>> START MATERIAL FOR THIS TASK

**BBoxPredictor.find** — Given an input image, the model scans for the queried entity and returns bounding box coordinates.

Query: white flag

>> END MATERIAL FOR THIS TASK
>> START MATERIAL FOR THIS TASK

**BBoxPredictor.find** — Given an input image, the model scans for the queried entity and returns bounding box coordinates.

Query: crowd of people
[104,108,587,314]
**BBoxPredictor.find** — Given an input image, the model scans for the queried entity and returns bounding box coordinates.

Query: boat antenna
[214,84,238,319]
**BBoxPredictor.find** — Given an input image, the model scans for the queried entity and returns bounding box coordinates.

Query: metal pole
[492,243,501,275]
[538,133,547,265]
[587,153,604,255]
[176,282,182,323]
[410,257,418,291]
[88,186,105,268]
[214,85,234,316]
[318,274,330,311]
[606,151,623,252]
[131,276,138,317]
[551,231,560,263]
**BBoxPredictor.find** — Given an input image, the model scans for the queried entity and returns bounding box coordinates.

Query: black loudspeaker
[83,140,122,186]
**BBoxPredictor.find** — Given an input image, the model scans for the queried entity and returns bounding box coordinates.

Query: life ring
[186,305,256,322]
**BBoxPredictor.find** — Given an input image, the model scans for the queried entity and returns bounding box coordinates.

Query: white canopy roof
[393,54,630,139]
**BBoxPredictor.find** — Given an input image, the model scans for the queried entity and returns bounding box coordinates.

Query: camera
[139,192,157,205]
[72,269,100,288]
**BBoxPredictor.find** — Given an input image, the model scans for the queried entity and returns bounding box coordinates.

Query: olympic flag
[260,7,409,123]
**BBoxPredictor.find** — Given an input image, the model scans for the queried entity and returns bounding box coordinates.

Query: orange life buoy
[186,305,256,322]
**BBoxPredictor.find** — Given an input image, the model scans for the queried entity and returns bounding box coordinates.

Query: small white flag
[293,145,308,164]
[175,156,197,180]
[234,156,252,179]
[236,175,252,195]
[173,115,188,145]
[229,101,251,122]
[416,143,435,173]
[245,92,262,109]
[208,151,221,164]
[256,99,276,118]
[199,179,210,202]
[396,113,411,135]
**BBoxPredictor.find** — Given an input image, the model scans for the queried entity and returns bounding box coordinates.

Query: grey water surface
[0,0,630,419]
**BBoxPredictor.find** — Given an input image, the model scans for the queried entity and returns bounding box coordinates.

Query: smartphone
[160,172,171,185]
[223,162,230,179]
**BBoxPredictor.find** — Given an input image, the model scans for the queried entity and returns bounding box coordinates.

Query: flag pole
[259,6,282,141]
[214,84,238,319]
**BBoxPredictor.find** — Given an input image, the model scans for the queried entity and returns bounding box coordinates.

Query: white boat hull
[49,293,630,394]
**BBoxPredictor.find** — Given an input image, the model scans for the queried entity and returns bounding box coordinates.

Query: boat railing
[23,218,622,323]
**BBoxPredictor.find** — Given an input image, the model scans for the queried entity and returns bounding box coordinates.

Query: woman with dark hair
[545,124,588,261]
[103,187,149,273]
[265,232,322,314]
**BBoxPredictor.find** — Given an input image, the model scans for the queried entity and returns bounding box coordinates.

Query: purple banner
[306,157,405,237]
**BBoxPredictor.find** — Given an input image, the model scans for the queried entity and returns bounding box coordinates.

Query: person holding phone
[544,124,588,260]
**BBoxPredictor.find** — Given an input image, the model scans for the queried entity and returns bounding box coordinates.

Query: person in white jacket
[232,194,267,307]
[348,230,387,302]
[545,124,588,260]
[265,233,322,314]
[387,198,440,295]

>> END MATERIAL FOR THIS TASK
>> START MATERIAL FOR THIS TASK

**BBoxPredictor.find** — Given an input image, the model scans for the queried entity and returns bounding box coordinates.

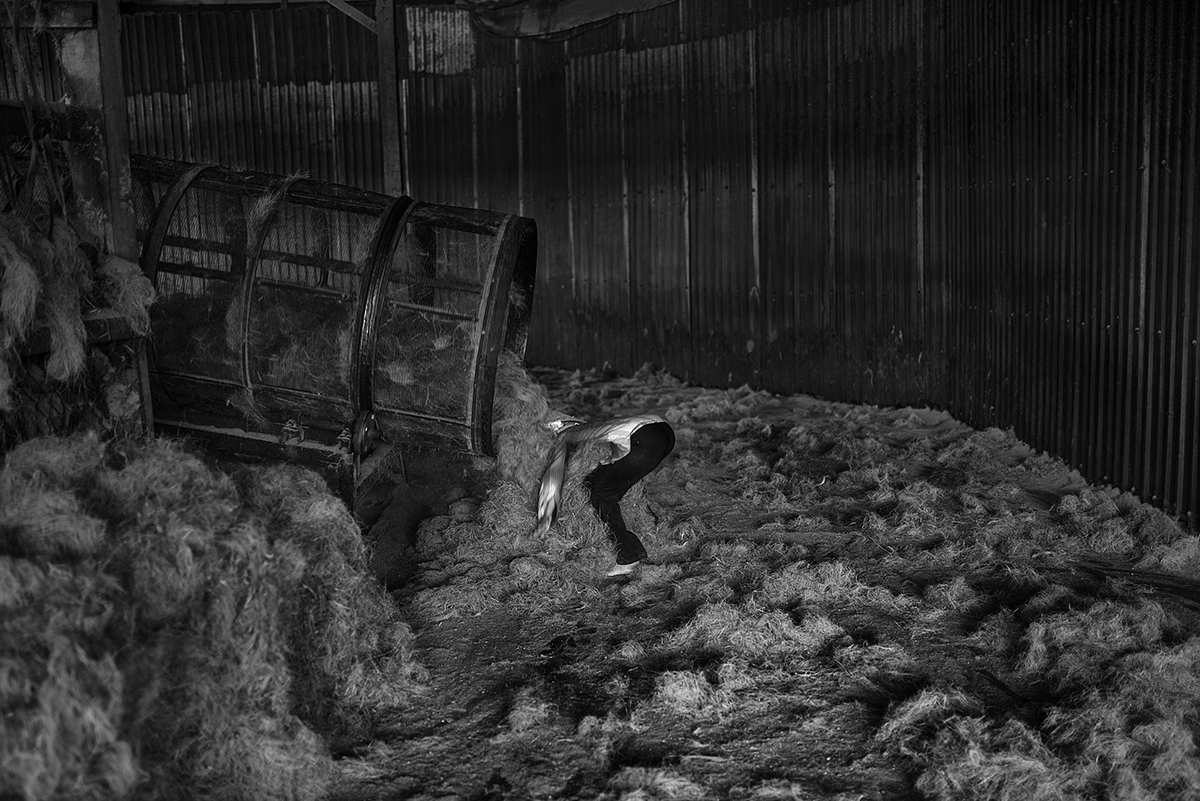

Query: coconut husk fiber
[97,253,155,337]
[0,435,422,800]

>> END MATERIAL FOR THIS TASK

→ YOUR GOAL:
Please show every line in the material above that contains the word "life".

→ SOLUTION TO THIS PROBLEM:
Query: life ring
Query: orange life buoy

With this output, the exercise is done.